= What you need to do =
Extend the report on the shooting of Abe, starting after its last sentence.

Tetsuya Yamagami, 41, also admitted that he intended to kill Abe, believing he had promoted the group in Japan, the sources said, without naming the group.

The suspect had repeatedly visited locations where Abe had delivered campaign speeches ahead of Sunday's House of Councillors election.

Abe was pronounced dead Friday, around five hours after being shot from behind during a stump speech near a train station in the western prefecture of Nara. Yamagami was arrested at the scene where he was wielding a homemade gun.

Yamagami has denied he committed the crime because he was opposed to Abe's political beliefs, according to the police.

The police searched his home Friday, finding items that are believed to be explosives and homemade guns, they said.

Yamagami, now unemployed, was working at a manufacturer in the Kansai region from around the autumn of 2020, but he quit in May this year, according to a staffing agency employee. He was previously a member of the Maritime Self-Defense Force for about three years through August 2005.

On Saturday, a hearse carrying the body of Abe arrived at his home in Shibuya, Tokyo, from Nara. His wife Akie was in the hearse.
Prime Minister Fumio Kishida visited the home to express his condolences.

= Data below =
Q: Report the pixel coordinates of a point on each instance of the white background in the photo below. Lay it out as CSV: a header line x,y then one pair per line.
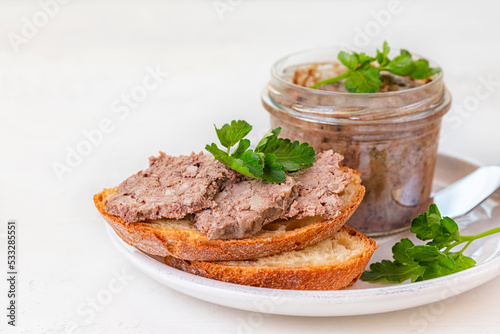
x,y
63,77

= Task result =
Abe died from blood loss, the police said, with an autopsy determining that there were two gunshot wounds, on his upper left arm and neck. There was another neck wound but it is unknown how that was caused, they said.

Kishida had a telephone conversation with U.S. President Joe Biden on Saturday, with Biden expressing his condolences over the death of Abe, Japan's longest-serving leader.

Biden noted the "unwavering confidence in the strength of Japan's democracy" and the two leaders also discussed how Abe's legacy will live on as the two countries continue the important task of defending peace and democracy, according to the White House.

Kishida told reporters after the phone talks that he had conveyed to Biden Japan's willingness to "protect democracy without yielding to violence."